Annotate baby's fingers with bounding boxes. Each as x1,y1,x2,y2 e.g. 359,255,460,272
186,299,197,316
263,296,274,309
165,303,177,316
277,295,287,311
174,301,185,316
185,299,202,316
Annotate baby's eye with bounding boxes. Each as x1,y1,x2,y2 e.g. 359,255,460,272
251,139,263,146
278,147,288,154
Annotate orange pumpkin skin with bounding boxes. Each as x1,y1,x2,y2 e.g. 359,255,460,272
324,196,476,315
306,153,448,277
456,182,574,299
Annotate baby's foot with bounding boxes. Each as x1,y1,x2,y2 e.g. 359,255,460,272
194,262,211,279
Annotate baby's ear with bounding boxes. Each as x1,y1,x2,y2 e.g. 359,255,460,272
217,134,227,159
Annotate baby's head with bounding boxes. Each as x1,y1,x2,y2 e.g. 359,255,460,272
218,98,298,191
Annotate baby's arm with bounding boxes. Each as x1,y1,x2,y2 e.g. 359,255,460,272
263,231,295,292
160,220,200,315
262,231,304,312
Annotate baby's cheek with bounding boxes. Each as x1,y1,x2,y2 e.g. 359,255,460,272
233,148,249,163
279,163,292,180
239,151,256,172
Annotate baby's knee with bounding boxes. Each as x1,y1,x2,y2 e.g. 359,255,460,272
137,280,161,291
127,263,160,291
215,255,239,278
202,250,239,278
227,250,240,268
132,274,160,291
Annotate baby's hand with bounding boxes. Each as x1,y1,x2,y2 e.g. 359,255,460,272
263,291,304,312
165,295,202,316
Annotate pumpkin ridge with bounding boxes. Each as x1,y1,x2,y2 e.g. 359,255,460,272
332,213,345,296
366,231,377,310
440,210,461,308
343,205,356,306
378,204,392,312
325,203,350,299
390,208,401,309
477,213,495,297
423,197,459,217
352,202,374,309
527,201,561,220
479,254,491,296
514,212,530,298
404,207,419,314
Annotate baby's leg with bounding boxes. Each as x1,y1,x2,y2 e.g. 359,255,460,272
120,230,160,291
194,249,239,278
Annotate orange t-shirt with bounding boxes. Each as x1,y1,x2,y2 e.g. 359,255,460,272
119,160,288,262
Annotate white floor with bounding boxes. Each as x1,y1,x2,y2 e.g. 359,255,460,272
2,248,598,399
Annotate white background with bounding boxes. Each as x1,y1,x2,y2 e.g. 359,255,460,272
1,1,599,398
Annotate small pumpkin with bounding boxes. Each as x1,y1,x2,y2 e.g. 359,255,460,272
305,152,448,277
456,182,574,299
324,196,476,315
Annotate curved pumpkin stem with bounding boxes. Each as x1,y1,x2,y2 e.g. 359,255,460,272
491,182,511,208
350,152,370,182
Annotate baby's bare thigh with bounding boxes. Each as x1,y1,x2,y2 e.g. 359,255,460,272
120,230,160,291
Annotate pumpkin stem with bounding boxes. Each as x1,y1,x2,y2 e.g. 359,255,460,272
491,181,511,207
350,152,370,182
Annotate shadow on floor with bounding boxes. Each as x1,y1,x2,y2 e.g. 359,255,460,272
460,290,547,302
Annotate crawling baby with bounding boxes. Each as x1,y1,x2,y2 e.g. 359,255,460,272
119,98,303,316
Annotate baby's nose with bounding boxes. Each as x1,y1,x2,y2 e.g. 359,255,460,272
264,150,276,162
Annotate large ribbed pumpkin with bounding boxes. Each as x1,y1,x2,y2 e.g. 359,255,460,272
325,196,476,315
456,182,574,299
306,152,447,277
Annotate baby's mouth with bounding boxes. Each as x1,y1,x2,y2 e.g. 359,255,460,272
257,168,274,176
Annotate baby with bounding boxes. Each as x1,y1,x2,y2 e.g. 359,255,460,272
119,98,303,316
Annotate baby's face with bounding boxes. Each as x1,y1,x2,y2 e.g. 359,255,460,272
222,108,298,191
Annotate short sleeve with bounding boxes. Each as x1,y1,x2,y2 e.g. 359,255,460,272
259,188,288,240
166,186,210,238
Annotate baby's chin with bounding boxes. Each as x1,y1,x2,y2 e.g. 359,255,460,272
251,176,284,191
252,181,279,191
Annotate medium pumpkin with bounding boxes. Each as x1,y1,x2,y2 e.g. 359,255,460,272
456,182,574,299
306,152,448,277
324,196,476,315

----

▸ Work instruction
A faithful copy is required of the lines from the one with "Annotate medium pumpkin" through the last line of the data; please add nothing.

▸ Output of the exercise
Annotate medium pumpkin with bounding boxes. Each as x1,y1,x2,y2 e.g. 359,255,460,272
456,182,574,299
306,152,448,277
324,196,476,315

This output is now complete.